- _INSTRUCTIONS TO FOLLOW_
Arrange every line of the rows below as a Markdown table with the columns "No." and "Line," numbering each line and skipping any blank ones. Leave the pictures out of your answer.

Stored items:
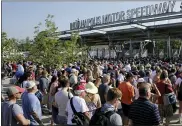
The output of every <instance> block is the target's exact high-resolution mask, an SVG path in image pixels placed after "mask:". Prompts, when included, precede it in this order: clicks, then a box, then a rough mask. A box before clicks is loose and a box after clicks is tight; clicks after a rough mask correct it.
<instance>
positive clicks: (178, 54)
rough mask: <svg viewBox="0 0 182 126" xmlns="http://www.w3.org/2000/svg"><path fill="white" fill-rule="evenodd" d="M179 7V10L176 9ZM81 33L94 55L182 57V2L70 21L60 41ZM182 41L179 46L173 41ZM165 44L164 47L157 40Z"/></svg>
mask: <svg viewBox="0 0 182 126" xmlns="http://www.w3.org/2000/svg"><path fill="white" fill-rule="evenodd" d="M175 8H178V10H179V11H175ZM73 32H78V33H79V35H80V36H81V42H82V43H83V44H86V45H88V46H90V47H91V48H90V51H89V52H90V56H91V57H97V58H119V57H126V56H129V57H145V56H148V55H153V56H161V57H163V56H167V57H169V58H171V57H174V56H177V57H179V56H182V2H181V3H180V4H177V2H176V1H167V2H161V3H159V4H154V5H148V6H143V7H138V8H133V9H128V10H127V11H126V12H125V11H120V12H115V13H112V14H106V15H102V16H97V17H92V18H88V19H84V20H79V19H78V20H76V21H74V22H72V23H70V30H66V31H61V33H59V34H60V40H63V41H66V40H69V39H70V38H71V33H73ZM174 41H175V42H178V41H179V43H180V42H181V43H180V44H179V48H178V49H173V48H172V47H171V45H172V44H171V43H173V42H174ZM162 42H163V44H164V45H165V48H164V49H160V46H157V43H162Z"/></svg>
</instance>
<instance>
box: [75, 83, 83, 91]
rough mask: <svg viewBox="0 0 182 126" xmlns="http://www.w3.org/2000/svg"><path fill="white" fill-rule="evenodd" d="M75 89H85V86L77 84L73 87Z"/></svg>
mask: <svg viewBox="0 0 182 126" xmlns="http://www.w3.org/2000/svg"><path fill="white" fill-rule="evenodd" d="M75 90H76V91H85V86H84V85H83V84H79V85H77V86H76V87H75Z"/></svg>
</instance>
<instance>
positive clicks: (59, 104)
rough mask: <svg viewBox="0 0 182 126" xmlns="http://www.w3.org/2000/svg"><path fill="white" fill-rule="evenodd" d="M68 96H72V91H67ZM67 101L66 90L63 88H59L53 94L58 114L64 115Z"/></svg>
mask: <svg viewBox="0 0 182 126" xmlns="http://www.w3.org/2000/svg"><path fill="white" fill-rule="evenodd" d="M69 96H70V98H71V97H73V95H72V93H69ZM68 101H69V98H68V92H67V91H65V90H62V89H59V91H58V92H57V93H56V94H55V102H56V104H57V106H58V110H59V112H58V115H59V116H66V113H65V109H66V106H67V103H68Z"/></svg>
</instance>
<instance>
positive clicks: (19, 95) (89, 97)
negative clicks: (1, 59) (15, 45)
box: [1, 58, 182, 126]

- _ANSWER SECTION_
| No. | Line |
|---|---|
| 1 | The output of every <instance> block is the target's exact high-resolution mask, an SVG path in image pixels placed after "mask:". Prompts, when included, precede it in this order: clicks, then a box, then a rough mask. A box before clicks is loose and a box after clicks is tight; clicks after a rough mask correct it. |
| 2 | <instance> |
| 3 | positive clicks: (178, 54) |
| 4 | rough mask: <svg viewBox="0 0 182 126" xmlns="http://www.w3.org/2000/svg"><path fill="white" fill-rule="evenodd" d="M179 7V10L176 9ZM81 33L94 55L182 57V2L70 21L60 41ZM182 41L179 46L173 41ZM165 44L164 47L157 40Z"/></svg> |
| 5 | mask: <svg viewBox="0 0 182 126" xmlns="http://www.w3.org/2000/svg"><path fill="white" fill-rule="evenodd" d="M175 8H178V10H179V11H175ZM73 32H78V33H79V35H80V36H81V42H82V43H83V44H86V45H88V46H90V47H91V48H90V51H89V52H90V56H91V57H97V58H119V57H126V56H129V57H145V56H148V55H153V56H161V57H163V56H167V57H169V58H171V57H174V56H177V57H179V56H182V2H181V3H180V4H177V2H176V1H167V2H161V3H159V4H154V5H148V6H143V7H138V8H133V9H128V10H127V11H126V12H125V11H120V12H115V13H112V14H106V15H102V16H97V17H92V18H88V19H84V20H79V19H78V20H76V21H74V22H72V23H70V30H66V31H61V33H59V34H60V40H63V41H66V40H69V39H70V38H71V33H73ZM174 41H175V42H178V41H179V43H180V42H181V43H180V44H179V48H178V49H173V48H172V47H171V45H172V44H171V43H173V42H174ZM162 42H163V44H164V45H165V48H164V49H160V46H157V43H162Z"/></svg> |
| 6 | </instance> |
| 7 | <instance> |
| 8 | box: [75, 83, 83, 91] |
| 9 | rough mask: <svg viewBox="0 0 182 126" xmlns="http://www.w3.org/2000/svg"><path fill="white" fill-rule="evenodd" d="M75 89H85V86L77 84L73 87Z"/></svg> |
| 10 | mask: <svg viewBox="0 0 182 126" xmlns="http://www.w3.org/2000/svg"><path fill="white" fill-rule="evenodd" d="M75 90H76V91H85V86H84V85H83V84H79V85H77V86H76V87H75Z"/></svg> |
| 11 | </instance> |
| 12 | <instance> |
| 13 | positive clicks: (59, 104) |
| 14 | rough mask: <svg viewBox="0 0 182 126" xmlns="http://www.w3.org/2000/svg"><path fill="white" fill-rule="evenodd" d="M68 96H72V91H67ZM67 101L66 90L63 88H59L53 94L58 114L64 115Z"/></svg> |
| 15 | mask: <svg viewBox="0 0 182 126" xmlns="http://www.w3.org/2000/svg"><path fill="white" fill-rule="evenodd" d="M69 96H70V98H71V97H73V95H72V93H69ZM68 101H69V98H68V92H67V91H65V90H62V89H59V91H58V92H57V93H56V94H55V102H56V104H57V106H58V110H59V112H58V115H59V116H66V113H65V109H66V106H67V103H68Z"/></svg> |
| 16 | </instance> |
| 17 | <instance> |
| 18 | positive clicks: (19, 95) (89, 97) |
| 19 | negative clicks: (1, 59) (15, 45) |
| 20 | box: [1, 58, 182, 126] |